AIM OF THE TASK ▸ Rewrite the items from the line containing "of the truck" through the line containing "[[369, 245]]", inclusive, substituting "place one marker" for "set one pin" and leaving everything else unchanged. Omit the pictures from your answer.

EXERCISE DATA ▸

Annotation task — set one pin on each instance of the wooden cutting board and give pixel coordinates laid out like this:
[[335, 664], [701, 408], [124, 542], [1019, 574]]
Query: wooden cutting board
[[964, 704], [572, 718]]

...

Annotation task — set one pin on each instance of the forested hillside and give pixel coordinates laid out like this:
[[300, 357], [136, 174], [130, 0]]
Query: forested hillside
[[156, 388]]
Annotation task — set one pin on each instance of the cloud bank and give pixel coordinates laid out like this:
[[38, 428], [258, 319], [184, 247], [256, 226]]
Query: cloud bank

==

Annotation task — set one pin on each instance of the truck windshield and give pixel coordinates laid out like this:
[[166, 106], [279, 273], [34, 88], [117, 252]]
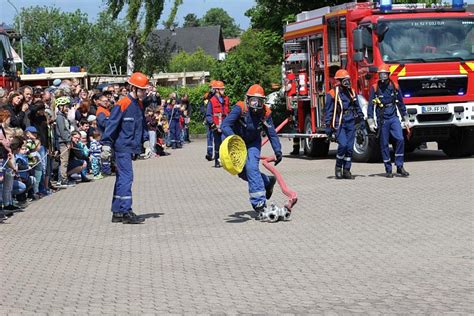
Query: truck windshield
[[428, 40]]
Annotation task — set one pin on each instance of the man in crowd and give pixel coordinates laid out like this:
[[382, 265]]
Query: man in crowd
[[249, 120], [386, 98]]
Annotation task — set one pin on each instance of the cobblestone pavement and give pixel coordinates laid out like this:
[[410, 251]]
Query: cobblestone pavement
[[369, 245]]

TASK OUTPUT ▸
Annotation task — place one marker on each instance of the truck windshield and give pixel coordinates laid out like this:
[[166, 106], [279, 273], [34, 88], [117, 252]]
Query: truck windshield
[[428, 40]]
Annotation task — place one marker on each instance of the man in crowd and give pixel coordinates laid out like this:
[[382, 265]]
Query: man in crowd
[[249, 120], [386, 98]]
Annotation task — place one marker on each instance of the cobblestone pavement and give pixel coordinates laid out like this:
[[410, 251]]
Query: cobblestone pavement
[[369, 245]]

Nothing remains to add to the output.